■ EXERCISE REQUIREMENTS
Reproduce the listing below without any change.

■ MATERIAL SHOWN
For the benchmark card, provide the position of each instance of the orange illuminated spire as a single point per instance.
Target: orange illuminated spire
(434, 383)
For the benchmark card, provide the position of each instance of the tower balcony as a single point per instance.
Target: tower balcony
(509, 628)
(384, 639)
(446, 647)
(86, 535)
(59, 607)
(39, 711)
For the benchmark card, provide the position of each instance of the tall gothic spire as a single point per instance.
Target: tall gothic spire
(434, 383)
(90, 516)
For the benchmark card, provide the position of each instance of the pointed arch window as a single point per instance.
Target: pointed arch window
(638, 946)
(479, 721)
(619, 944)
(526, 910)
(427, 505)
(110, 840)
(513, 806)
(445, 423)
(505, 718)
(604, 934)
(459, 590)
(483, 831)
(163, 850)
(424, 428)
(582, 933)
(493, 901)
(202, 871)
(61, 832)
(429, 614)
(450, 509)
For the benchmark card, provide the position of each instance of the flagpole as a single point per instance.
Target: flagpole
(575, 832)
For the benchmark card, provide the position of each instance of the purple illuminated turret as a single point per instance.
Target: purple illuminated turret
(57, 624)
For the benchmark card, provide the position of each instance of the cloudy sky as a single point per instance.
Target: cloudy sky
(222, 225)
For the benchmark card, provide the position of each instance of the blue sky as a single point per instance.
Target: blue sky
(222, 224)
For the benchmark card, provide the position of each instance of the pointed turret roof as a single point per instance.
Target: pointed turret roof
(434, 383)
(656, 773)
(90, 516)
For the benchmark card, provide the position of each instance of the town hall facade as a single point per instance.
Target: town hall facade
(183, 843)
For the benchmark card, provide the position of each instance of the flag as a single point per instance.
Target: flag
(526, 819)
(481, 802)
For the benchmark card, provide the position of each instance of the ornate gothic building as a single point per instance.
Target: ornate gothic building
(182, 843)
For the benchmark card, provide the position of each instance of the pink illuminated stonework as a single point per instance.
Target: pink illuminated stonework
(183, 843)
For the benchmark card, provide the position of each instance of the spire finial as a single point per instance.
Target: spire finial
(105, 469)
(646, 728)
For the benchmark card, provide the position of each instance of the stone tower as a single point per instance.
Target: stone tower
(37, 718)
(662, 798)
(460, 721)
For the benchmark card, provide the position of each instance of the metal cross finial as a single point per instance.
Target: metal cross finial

■ ANSWER TO THE EXERCISE
For the benchmark card, provide the position of each instance of the orange illuminated spire as a single point per instance.
Target: orange illuminated spire
(434, 383)
For the benchmark card, provide the position of each instance of the tower balcony as a single point per instance.
Target: tower balcony
(509, 628)
(384, 639)
(446, 647)
(86, 535)
(59, 607)
(39, 711)
For the benchmark card, provide the position of each instance of the tall gothic spire as a single point per instance.
Target: tall gothic spire
(434, 383)
(90, 516)
For the benchmark card, provide the position of each instance of the pointed arch window as a single point per instance.
Target: pointed arch window
(638, 946)
(479, 721)
(619, 944)
(526, 910)
(427, 505)
(110, 840)
(513, 806)
(445, 423)
(505, 718)
(604, 934)
(459, 590)
(483, 831)
(163, 850)
(424, 428)
(582, 933)
(493, 901)
(202, 871)
(61, 832)
(429, 614)
(450, 509)
For the benchmark card, provide the position of each instance of the flagpole as a single point per instance.
Target: flagpole
(575, 832)
For the benchmark card, provide the position of each instance of the purple illuminated turret as a single point per instance.
Target: purple illuminated turret
(57, 624)
For the benchmark card, provide the position of each instance of the cloudy sky as a single point per instance.
Target: cloudy sky
(222, 225)
For the benchmark card, provide the position of each instance of the blue sky as a single point per instance.
Target: blue sky
(222, 224)
For the benchmark card, provide the position of each instance of the pointed turret roof as a single point per instance.
Target: pointed turret roof
(434, 383)
(656, 773)
(90, 516)
For the benchmark card, provide the position of each instance of the town hall facade as a single point per instance.
Target: town hall facade
(183, 843)
For the benchmark card, provide the position of each instance of the flag as a single point per instance.
Target: flag
(526, 819)
(481, 802)
For the benchmark card, provide the position of each instance of the ornate gothic building as a single point per instance.
Target: ornate gothic building
(182, 843)
For the benchmark card, provide the position of each instance of the pink illuminated stonework as a single point per instance.
Target: pink illuminated stonework
(183, 843)
For the benchmark card, provide the position of each instance of the spire finial as a single point per instance.
Target: spire finial
(105, 469)
(646, 728)
For the benchmark card, provide the position of each instance of the stone tower as a single point per instance.
Target: stone tower
(37, 718)
(662, 798)
(460, 721)
For the benchmark card, provide the position of each instance of the metal cross finial as a single point per instance.
Target: metal cross finial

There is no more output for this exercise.